begin EXTRACT PROVIDED

Regular Expressions in JavaScript for Beginners: A Comprehensive Guide

 

What is regular expression?

Regular Expression came from the mathematical study of formal languages. It is a string containing a combination of normal characters and special metacharacters or metasequences. It is used to construct a specific search pattern from text. Normal characters match themselves in the specified string, while metacharacters and metasequences are characters or strings that represent the location, quantity or type of characters. Regular expression work by pattern matching, which consists of finding a section or part of text that it describe. The underlying code that does all this work is the regular expression engine.

Regular expression Character classes

JavaScript regular expressions support several types of characters and character classes, which can be used to match different types of characters, like distinguishing between letters, digits and special characters. Here are a few examples:

  • . - any character except new line.
  • [abc] - any of a, b or c.
  • [^abc] - not a, b or c.
  • [a-g] - characters between and including a and g.
  • \w - any letter or digit including underscore. Equivalent to [a-zA-Z0-9_]
  • \d - any digit from 0 to 9. Equivalent to [0-9]
  • \s - any whitespace.
  • \W - not word.
  • \D - not digit.
  • \S - not whitespace.

Regular Expression Anchors

Includes boundaries, like beginning or endings of the specified lines or words.

  • ^ - indicates start of the string.
  • $ - indicates end of the string.
  • \b - indicates word boundary.
  • \B - not word boundary.

Regular Expression Groups and Lookahead/Lookbehind

Distinguishes between certain patterns by surrounding them in groups, and using look-ahead, look-behind to give some conditions to your regular expression.

  • (abc) - capture abc as a group.
  • \1 - backreference to group number 1, in JavaScript we use $1 instead in replace function to say include the matched group number 1 here.
  • (?:abc) - non-capturing group, it's used as a pattern to test but don't include the following match.
  • (?=abc) - positive lookahead, means test if it have this pattern after it but don't include watch you catch with that pattern.
  • (?!abc) - negative lookbehind, means test if it have this pattern before it but don't include what you catch with that pattern in the result.

Regular Expression Quantifiers

  • a* - 0 or more matches to character a.
  • b+ - 1 or more matches to character b.
  • c? - 0 or 1 match to character c.
  • a{3} - matches "aaa"
  • a{3,} - matches "aaa,aaaa,aaaaa...".
  • a{2,3} - matches "aa,aaa".

This was a brief introduction to regular expressions, if you want to know more you can visit, Regular Expression.

Regular Expression in JavaScript

The syntax of regular expressions in JavaScript is similar to the original formulation from Bell Labs, with some reinterpretation adopted from the Perl programming language. Writing regular expressions can sometimes be hard to read or understand if you weren't the one who wrote it. It's dangerous, because if for example you created a search pattern to strip HTML tags before inserting the data in the Database, and that regular expression was flawed then that would cause your website to be vulnerable to XSS (Cross Site Scripting),  I can give plenty of examples but I hope you get the idea.

end EXTRACT PROVIDED
begin DATA ENTRIES

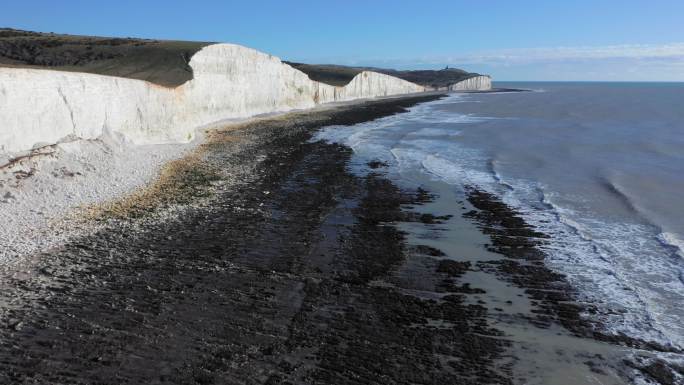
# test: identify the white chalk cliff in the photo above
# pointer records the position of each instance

end DATA ENTRIES
begin DATA ENTRIES

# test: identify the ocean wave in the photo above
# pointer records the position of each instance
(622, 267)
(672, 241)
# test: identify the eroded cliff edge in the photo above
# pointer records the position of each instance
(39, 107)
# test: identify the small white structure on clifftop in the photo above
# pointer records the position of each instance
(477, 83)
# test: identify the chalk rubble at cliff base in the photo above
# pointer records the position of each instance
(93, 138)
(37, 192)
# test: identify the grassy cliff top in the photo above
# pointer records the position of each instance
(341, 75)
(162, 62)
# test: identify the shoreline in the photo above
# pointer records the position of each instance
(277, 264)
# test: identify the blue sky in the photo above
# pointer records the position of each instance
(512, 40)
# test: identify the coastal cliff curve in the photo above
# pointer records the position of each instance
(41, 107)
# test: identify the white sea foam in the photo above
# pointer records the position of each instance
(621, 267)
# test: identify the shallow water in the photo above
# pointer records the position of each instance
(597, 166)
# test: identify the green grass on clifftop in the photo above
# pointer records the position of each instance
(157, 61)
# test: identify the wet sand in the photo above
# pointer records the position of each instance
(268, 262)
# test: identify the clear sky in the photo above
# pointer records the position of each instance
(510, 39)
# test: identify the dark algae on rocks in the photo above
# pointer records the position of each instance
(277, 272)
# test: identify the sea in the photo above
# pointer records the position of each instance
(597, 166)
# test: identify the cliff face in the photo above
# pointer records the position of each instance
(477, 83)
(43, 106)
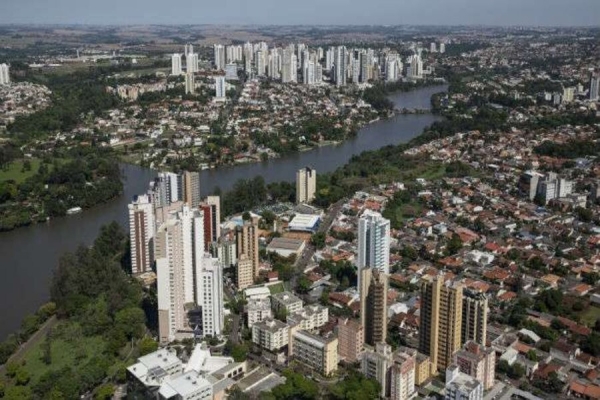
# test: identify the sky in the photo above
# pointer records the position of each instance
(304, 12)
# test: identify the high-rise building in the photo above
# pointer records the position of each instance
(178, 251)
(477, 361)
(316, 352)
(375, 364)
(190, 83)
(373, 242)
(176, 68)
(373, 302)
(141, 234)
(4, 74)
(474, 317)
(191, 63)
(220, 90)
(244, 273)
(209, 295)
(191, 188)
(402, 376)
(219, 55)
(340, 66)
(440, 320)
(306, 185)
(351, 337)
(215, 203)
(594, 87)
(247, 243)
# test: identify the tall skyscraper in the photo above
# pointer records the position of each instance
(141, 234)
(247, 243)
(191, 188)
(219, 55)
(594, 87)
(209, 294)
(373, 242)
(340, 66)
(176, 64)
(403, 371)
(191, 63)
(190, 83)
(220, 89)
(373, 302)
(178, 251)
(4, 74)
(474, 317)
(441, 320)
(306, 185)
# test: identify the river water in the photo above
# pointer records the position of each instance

end DATA ENTRIES

**AIM OF THE EXERCISE**
Answer these questions from the regular expressions guide:
1. From what field of study did regular expressions come?
2. Which character class does the guide give as equivalent to \d?
3. From which programming language did JavaScript regular expression syntax adopt some reinterpretation?
The rows bear no relation to the regular expressions guide.

**TASK RESULT**
1. The mathematical study of formal languages.
2. [0-9]
3. Perl.